**Written instruction**
Copy out every one of the entries below word for word, leaving out the pictures.

**Source material**
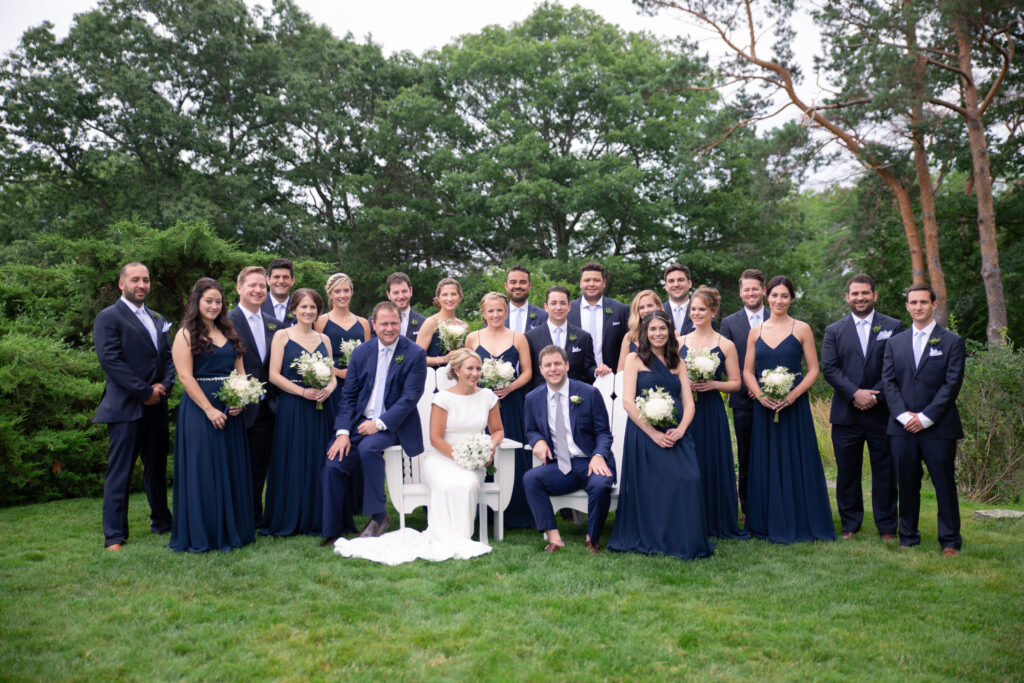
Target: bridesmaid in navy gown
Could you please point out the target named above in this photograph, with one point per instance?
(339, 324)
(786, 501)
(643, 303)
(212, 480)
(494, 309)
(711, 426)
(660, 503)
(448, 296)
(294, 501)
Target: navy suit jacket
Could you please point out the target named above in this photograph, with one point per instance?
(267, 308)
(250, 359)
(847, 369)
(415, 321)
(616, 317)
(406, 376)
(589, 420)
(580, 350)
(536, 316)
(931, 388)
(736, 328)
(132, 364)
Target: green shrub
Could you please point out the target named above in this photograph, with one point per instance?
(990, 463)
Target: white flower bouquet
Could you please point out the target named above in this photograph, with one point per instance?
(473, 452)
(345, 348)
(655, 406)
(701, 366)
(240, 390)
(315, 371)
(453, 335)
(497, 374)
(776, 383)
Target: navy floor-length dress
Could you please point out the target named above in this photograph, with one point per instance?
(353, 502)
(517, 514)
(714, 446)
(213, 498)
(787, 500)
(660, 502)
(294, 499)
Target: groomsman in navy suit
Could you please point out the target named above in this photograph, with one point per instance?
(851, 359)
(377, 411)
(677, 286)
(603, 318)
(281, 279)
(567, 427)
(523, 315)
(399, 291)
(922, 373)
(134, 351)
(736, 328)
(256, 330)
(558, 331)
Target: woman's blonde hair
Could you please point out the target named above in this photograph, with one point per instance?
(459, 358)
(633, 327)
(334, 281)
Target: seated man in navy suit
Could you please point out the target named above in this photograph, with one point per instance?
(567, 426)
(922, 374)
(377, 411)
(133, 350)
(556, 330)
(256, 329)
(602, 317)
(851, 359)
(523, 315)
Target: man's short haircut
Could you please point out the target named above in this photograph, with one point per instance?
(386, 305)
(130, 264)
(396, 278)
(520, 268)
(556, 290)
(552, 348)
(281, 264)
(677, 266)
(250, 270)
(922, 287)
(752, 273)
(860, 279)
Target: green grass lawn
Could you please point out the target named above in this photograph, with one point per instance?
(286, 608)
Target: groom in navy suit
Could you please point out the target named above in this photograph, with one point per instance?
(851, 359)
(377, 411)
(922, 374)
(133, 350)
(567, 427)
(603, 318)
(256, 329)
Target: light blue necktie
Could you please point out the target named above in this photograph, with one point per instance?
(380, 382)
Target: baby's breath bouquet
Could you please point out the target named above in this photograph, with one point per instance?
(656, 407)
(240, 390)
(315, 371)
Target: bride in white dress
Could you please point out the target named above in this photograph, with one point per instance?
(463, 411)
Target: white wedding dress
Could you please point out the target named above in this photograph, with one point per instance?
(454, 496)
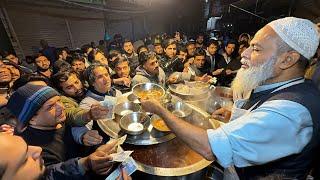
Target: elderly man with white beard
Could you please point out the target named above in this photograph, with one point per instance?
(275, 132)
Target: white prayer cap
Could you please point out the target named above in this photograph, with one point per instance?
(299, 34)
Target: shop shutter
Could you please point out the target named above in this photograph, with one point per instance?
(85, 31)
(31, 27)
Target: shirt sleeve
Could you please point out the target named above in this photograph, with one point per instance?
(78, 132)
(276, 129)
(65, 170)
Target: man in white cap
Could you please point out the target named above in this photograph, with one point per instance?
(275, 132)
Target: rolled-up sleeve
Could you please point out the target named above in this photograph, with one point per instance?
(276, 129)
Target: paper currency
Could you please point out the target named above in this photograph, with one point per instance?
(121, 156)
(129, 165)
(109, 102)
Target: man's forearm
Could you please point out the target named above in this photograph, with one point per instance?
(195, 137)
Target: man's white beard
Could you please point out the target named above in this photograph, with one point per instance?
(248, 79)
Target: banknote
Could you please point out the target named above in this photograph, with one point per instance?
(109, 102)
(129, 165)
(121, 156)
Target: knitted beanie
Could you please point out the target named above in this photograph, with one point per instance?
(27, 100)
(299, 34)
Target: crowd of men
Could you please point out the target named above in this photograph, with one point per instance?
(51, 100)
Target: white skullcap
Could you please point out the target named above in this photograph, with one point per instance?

**Complete response**
Target: bridesmaid in navy gown
Could you please point out the target named above in this photograph, with one point per instance?
(339, 324)
(786, 501)
(643, 303)
(212, 480)
(494, 309)
(711, 426)
(660, 503)
(448, 296)
(294, 501)
Target: navy suit jacket
Could you please point out the target named above in this photograph, with one point per instance?
(267, 308)
(250, 359)
(847, 369)
(415, 321)
(616, 317)
(406, 376)
(589, 420)
(580, 350)
(536, 316)
(931, 388)
(736, 328)
(132, 364)
Target: green shrub
Could you please point out the target named above in this photograph, with one point per instance?
(990, 463)
Target: white flower bouquet
Could you please point out the target named above in this photograph, with one point per instance?
(473, 452)
(345, 348)
(655, 406)
(701, 366)
(240, 390)
(315, 371)
(453, 335)
(497, 374)
(776, 383)
Target: navy floor-length dress
Could you please point out the target named above in this photograph, with one point per instance?
(353, 502)
(517, 514)
(714, 446)
(213, 498)
(787, 500)
(660, 502)
(294, 499)
Target: groomsman in navy suit
Could you please point out the target named above in this photograph, with one point per instance?
(851, 359)
(377, 411)
(677, 286)
(603, 318)
(281, 279)
(567, 427)
(523, 315)
(399, 291)
(922, 373)
(134, 351)
(736, 328)
(256, 330)
(558, 331)
Target: woman's blonde hair
Could you please point out the target named above in this photograph, with one point per instance?
(459, 358)
(633, 327)
(334, 281)
Target: seated man in navy suit
Could you please point out the target named above in this photograph, with one point per instance?
(567, 426)
(922, 374)
(377, 411)
(133, 350)
(556, 330)
(256, 329)
(602, 317)
(851, 359)
(523, 315)
Target: man's short haircut
Could you please point out the target named above in this photograph, with one point per instance?
(386, 305)
(130, 264)
(396, 278)
(520, 268)
(556, 290)
(552, 348)
(281, 264)
(677, 266)
(250, 270)
(922, 287)
(752, 273)
(860, 279)
Target: green grass lawn
Could you please point out the target named above in this photograph, with one point per instance?
(286, 608)
Target: groom in navy suit
Could you please point out the target named above in this photograph, with one point per instance?
(851, 359)
(377, 411)
(922, 374)
(133, 350)
(567, 427)
(603, 318)
(256, 329)
Target: light blue necktie
Could you please point out the target named above in this photograph, with one point per instance?
(380, 382)
Target: baby's breath bouquet
Could you please point out the target named above in this photograph, with one point per instance?
(656, 407)
(240, 390)
(315, 371)
Target: bride in white dress
Could you please point out the target named above in this photograph, with one point per instance?
(463, 411)
Target: white wedding dress
Could you please point out the target named above in this photograph, with one point per instance?
(454, 496)
Target: elderly man with white beard
Could you please point out the target named above in this photograph, with one point per instance?
(275, 132)
Target: white prayer cap
Could you please point out the target named above in this photograph, with one point per instance?
(299, 34)
Target: shop shutter
Could you please point out the target named above in this photograph, with one point per instance?
(85, 31)
(31, 27)
Target: shirt sleeve
Could you please point out the target named above in this photograph, with one point per instance?
(78, 132)
(276, 129)
(65, 170)
Target: man in white cap
Could you please point out the target named above in this photograph, with one point per instance?
(275, 132)
Target: rolled-up sleeve
Could you please point out the target named above in this photograph, with one point per instance?
(276, 129)
Target: paper currency
Could you please point out the target named above in this photograph, with one point per instance?
(121, 156)
(129, 165)
(109, 102)
Target: man's forearm
Could you please point out the target named above in this photograph, with one point per instance?
(195, 137)
Target: man's white beard
Could you please point out the target named above in this photograph, with one point per instance?
(248, 79)
Target: banknote
Could you please point out the target named above in this photograph, with one point per instance?
(109, 102)
(129, 165)
(121, 156)
Target: knitted beanie
Could you please point out the target named above in this photograph, with one point per instance?
(27, 100)
(299, 34)
Target: crowd of men
Could you please point out the target named above in this photograph, with one point per instance?
(51, 100)
Target: white skullcap
Could you please point out the target named above in this photograph, with one point per instance?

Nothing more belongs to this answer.